>>>
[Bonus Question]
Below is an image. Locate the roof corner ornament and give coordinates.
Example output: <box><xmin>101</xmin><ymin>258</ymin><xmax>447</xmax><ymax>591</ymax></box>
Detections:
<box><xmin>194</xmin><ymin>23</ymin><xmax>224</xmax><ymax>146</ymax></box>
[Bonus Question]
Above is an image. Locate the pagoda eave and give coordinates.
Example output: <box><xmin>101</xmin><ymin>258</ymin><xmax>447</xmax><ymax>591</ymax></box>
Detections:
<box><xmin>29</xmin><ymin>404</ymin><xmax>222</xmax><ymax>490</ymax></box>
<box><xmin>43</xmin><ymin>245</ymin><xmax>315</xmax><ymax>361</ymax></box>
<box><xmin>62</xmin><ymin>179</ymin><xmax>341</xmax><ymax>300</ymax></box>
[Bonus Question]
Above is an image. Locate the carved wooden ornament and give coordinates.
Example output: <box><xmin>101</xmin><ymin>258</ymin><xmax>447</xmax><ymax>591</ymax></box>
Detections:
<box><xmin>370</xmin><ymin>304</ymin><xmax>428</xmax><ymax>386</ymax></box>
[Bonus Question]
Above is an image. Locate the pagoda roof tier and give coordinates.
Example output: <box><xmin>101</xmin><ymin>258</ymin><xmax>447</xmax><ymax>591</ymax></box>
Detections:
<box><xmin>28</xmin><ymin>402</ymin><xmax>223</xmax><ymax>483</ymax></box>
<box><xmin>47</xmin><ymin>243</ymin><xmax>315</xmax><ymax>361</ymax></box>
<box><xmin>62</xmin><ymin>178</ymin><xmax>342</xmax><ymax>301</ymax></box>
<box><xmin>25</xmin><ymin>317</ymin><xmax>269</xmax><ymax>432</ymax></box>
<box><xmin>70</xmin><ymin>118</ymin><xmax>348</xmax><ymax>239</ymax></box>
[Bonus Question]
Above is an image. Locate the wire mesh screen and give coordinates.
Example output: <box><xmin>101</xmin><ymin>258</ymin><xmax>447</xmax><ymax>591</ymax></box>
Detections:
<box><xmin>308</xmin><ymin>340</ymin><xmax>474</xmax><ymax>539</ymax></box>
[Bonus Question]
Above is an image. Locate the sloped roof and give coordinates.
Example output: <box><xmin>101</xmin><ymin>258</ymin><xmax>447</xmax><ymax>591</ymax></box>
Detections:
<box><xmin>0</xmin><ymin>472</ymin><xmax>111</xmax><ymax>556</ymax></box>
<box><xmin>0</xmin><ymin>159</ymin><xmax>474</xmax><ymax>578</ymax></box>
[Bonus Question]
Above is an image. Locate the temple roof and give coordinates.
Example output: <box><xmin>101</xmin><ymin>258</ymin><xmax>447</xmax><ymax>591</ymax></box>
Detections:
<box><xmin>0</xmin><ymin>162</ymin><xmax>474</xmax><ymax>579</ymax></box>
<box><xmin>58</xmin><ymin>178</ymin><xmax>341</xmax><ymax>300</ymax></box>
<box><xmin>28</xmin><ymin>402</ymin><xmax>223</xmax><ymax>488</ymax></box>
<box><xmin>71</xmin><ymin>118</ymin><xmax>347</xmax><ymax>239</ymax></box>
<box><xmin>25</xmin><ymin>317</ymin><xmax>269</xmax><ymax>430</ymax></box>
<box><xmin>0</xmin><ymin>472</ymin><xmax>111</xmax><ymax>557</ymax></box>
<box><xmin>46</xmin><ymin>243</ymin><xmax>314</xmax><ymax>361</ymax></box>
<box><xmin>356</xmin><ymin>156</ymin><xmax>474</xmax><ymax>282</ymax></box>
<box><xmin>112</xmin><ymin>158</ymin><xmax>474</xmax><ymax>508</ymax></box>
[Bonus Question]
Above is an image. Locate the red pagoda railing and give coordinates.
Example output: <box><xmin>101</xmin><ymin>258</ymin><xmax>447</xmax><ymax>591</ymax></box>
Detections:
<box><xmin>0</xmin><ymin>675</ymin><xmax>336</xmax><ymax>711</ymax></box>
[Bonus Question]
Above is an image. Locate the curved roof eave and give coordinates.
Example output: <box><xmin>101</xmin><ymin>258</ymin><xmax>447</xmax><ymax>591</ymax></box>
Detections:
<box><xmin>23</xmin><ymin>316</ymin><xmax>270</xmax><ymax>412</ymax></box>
<<<
> **Task directions**: Count how many of the lines contain the string "Above", and reply with the number alone.

> **Result**: 8